- Exercise description:
Below are the records; give again exactly the line with "pixel 422 228", the line with "pixel 177 82", and each line that lies between them, and nothing besides.
════════
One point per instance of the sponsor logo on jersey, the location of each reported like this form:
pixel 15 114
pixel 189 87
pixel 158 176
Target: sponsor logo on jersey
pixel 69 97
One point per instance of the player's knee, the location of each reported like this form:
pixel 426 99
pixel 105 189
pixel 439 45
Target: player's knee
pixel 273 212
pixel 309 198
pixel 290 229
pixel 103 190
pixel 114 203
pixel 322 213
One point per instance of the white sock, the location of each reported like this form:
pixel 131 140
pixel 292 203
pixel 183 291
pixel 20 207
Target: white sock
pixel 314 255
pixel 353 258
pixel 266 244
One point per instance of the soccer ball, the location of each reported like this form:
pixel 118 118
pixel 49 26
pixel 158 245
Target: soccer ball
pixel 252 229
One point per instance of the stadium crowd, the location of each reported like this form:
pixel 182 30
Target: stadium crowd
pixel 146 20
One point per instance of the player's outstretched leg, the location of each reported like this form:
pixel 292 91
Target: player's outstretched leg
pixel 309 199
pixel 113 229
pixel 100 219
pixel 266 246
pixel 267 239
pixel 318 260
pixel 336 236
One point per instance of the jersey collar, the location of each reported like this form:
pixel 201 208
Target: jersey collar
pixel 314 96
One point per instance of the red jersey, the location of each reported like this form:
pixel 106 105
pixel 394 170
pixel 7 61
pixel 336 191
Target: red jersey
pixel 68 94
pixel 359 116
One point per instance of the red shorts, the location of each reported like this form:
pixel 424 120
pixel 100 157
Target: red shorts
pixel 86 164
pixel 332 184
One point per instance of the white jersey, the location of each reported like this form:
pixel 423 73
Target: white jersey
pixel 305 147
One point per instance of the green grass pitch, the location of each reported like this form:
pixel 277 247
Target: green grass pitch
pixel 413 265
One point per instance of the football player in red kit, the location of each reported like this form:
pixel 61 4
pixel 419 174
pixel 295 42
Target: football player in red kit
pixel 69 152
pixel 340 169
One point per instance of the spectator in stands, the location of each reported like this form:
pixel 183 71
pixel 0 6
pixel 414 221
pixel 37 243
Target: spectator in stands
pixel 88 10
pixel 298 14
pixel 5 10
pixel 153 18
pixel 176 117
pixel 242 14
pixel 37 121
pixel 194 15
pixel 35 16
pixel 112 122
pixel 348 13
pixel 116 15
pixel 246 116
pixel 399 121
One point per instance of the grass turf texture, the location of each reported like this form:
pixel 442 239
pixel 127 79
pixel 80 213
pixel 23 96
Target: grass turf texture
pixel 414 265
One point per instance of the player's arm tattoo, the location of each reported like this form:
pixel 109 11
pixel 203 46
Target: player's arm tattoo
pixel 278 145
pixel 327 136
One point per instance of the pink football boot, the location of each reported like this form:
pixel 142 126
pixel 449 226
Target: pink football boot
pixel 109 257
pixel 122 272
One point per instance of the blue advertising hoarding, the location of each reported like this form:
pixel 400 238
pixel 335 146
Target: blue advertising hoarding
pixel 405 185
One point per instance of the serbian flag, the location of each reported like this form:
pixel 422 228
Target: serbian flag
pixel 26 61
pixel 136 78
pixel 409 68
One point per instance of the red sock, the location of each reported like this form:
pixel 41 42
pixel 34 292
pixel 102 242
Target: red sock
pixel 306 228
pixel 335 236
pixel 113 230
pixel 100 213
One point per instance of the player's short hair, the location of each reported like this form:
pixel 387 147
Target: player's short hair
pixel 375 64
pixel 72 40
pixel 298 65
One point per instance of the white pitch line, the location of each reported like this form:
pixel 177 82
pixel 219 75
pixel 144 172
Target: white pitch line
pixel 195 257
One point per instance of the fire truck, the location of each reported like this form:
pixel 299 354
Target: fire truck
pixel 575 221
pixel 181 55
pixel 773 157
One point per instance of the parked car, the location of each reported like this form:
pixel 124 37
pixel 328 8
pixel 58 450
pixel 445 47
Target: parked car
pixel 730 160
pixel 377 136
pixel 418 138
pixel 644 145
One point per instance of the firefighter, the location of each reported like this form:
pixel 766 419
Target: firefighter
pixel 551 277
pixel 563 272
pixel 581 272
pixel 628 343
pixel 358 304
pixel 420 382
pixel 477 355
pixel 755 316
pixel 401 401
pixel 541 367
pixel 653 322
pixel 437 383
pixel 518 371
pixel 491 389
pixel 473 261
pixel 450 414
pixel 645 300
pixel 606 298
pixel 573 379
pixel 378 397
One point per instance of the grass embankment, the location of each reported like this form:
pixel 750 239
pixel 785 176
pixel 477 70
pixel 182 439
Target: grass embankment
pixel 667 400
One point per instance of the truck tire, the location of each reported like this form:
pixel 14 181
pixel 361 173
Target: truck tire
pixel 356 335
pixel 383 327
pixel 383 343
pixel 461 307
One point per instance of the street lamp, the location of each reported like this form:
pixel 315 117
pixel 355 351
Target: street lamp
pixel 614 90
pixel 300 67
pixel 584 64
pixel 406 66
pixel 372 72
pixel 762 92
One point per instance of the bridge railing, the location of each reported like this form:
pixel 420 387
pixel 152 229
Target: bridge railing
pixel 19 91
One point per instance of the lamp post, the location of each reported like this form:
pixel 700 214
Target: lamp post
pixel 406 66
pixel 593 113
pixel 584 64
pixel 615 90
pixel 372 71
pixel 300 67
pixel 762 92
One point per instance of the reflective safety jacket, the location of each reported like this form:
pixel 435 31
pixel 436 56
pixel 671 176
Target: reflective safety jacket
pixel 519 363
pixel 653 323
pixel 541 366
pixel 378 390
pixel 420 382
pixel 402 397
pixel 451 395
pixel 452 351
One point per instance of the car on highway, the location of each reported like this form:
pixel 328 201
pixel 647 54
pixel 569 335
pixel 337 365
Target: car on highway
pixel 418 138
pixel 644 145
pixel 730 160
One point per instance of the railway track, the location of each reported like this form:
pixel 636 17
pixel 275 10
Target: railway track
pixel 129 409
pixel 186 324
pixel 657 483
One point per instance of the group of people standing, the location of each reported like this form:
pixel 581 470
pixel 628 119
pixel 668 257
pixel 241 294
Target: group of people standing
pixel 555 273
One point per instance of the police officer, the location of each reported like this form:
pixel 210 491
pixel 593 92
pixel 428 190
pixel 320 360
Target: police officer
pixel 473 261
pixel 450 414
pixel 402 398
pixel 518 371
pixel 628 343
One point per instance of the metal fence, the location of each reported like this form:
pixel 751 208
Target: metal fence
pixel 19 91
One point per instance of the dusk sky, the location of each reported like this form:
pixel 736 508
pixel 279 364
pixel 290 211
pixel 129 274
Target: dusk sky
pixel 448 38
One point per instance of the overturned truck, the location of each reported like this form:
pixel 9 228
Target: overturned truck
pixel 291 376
════════
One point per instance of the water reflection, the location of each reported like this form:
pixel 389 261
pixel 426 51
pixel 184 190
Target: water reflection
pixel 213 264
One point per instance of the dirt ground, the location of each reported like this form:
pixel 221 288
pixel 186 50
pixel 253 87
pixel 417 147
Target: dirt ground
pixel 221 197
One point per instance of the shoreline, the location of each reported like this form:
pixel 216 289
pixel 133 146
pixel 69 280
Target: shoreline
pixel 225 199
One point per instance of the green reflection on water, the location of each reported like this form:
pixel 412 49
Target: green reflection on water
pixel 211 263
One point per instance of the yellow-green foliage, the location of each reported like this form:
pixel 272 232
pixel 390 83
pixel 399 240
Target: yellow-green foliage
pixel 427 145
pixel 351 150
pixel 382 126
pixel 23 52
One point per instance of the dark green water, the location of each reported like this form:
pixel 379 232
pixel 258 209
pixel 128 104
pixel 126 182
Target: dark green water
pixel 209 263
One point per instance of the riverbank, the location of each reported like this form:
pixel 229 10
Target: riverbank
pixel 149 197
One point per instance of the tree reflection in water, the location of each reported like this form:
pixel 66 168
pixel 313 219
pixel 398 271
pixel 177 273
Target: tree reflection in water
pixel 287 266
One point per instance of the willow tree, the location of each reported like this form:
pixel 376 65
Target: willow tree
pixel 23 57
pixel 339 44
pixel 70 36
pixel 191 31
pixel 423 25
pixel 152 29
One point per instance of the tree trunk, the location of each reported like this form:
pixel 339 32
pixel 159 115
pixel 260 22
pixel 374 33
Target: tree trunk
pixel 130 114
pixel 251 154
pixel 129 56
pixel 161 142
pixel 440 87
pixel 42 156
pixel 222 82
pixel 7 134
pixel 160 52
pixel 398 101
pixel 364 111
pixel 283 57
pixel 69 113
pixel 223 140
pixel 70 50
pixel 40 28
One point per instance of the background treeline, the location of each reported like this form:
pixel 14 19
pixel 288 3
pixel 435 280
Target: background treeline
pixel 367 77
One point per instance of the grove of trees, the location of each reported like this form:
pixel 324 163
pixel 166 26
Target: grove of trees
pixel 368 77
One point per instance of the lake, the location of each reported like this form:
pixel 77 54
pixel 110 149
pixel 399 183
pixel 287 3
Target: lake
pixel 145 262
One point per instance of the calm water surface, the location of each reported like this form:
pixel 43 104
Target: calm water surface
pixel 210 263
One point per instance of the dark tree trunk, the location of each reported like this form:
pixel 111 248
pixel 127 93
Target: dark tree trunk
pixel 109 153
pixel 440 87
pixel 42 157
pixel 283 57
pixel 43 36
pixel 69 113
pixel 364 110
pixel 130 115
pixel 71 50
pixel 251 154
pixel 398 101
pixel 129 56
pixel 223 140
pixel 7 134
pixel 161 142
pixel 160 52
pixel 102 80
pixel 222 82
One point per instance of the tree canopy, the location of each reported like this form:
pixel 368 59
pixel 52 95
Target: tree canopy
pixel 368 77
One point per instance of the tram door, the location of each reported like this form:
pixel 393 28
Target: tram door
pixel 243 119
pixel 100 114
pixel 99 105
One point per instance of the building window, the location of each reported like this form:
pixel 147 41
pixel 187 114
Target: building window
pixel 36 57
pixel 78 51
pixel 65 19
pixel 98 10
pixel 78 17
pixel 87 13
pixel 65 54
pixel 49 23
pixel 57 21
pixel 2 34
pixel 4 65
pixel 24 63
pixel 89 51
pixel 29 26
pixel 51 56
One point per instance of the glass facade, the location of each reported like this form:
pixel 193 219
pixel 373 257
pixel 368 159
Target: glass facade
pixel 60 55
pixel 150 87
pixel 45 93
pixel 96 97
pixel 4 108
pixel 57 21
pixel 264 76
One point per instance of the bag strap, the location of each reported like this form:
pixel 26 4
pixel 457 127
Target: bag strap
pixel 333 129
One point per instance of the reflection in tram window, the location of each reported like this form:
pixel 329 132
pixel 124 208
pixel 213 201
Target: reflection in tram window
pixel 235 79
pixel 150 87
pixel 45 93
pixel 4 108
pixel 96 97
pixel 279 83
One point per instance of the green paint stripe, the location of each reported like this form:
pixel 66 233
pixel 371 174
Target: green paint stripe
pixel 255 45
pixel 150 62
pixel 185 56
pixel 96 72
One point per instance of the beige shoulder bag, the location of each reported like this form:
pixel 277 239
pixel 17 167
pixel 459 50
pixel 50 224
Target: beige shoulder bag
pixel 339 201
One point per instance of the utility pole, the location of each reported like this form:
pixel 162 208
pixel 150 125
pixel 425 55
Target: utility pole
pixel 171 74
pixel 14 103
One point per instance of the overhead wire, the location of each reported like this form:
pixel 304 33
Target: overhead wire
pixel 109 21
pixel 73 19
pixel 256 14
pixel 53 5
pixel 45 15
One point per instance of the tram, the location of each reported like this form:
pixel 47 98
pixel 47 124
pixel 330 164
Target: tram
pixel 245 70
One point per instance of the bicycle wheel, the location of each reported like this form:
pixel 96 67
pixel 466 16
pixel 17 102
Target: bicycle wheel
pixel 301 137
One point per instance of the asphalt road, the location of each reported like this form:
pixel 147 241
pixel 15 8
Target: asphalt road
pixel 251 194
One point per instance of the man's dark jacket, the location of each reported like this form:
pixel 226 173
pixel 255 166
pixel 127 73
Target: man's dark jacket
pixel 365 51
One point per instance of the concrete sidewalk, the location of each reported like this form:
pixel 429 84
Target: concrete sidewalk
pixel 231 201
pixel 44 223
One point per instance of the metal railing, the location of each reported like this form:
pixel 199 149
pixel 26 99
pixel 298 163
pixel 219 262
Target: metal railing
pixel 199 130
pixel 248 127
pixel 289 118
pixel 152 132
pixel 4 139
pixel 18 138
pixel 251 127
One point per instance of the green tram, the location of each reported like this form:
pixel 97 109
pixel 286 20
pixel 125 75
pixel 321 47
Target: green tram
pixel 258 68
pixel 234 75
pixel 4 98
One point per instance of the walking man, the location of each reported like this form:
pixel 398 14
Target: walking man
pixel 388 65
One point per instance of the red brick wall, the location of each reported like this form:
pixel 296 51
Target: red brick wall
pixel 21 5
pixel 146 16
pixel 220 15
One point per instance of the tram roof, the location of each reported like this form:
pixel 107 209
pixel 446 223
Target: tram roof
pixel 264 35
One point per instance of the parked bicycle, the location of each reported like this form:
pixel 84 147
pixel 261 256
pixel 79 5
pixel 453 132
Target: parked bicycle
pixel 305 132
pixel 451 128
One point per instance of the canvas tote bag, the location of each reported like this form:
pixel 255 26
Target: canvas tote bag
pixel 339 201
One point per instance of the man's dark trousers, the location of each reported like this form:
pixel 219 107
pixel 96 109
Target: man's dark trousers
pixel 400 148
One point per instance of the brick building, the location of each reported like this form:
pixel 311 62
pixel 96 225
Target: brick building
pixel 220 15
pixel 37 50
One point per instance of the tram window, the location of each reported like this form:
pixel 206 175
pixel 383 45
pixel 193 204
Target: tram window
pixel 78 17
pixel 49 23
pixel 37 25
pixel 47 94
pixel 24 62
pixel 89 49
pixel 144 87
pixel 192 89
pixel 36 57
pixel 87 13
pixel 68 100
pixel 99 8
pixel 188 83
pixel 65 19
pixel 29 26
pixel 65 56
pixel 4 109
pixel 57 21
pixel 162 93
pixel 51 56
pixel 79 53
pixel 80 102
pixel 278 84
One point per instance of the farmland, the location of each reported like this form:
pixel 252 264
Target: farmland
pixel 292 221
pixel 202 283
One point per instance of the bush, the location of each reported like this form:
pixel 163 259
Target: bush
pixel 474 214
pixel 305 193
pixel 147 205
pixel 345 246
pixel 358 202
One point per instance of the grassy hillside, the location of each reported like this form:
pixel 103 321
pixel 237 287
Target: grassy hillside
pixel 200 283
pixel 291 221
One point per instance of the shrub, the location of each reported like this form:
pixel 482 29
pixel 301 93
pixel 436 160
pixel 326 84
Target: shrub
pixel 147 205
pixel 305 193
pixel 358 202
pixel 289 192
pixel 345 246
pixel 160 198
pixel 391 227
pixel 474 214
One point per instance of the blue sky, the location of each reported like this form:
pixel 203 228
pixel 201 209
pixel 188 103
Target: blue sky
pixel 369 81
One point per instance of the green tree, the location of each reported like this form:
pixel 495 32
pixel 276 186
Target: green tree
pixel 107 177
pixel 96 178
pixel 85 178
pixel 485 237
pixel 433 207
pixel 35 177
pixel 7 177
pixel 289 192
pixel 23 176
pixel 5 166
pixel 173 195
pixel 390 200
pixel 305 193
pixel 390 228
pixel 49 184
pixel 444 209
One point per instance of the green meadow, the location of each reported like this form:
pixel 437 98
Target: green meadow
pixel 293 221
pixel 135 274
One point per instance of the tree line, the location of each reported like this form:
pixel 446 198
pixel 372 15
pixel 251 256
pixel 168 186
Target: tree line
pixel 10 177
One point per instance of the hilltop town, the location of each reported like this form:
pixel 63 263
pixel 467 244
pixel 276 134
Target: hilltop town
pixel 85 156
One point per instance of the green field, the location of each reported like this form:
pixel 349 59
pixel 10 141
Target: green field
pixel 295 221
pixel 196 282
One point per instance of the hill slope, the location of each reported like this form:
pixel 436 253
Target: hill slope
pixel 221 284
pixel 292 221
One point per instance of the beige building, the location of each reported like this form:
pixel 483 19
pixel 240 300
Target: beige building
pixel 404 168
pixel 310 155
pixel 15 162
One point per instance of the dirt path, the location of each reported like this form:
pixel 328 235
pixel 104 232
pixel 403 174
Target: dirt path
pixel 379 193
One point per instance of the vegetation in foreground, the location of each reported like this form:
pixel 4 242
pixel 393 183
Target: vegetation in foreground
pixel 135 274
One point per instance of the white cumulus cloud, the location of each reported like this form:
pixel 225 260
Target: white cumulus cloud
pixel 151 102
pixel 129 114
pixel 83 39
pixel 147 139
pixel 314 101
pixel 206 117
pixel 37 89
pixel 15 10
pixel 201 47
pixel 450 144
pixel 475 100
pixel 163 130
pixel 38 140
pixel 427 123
════════
- Output:
pixel 422 228
Target: serbian flag
pixel 26 61
pixel 136 78
pixel 409 68
One point per instance of the red sock, the location of each reported like this form:
pixel 41 42
pixel 34 292
pixel 102 242
Target: red sock
pixel 306 228
pixel 335 236
pixel 113 230
pixel 100 213
One point per instance of the player's short hair, the location of each reported like this form:
pixel 387 147
Target: player's short hair
pixel 375 64
pixel 72 40
pixel 298 65
One point per instance of the white pitch line, the location of each reported like this form:
pixel 177 82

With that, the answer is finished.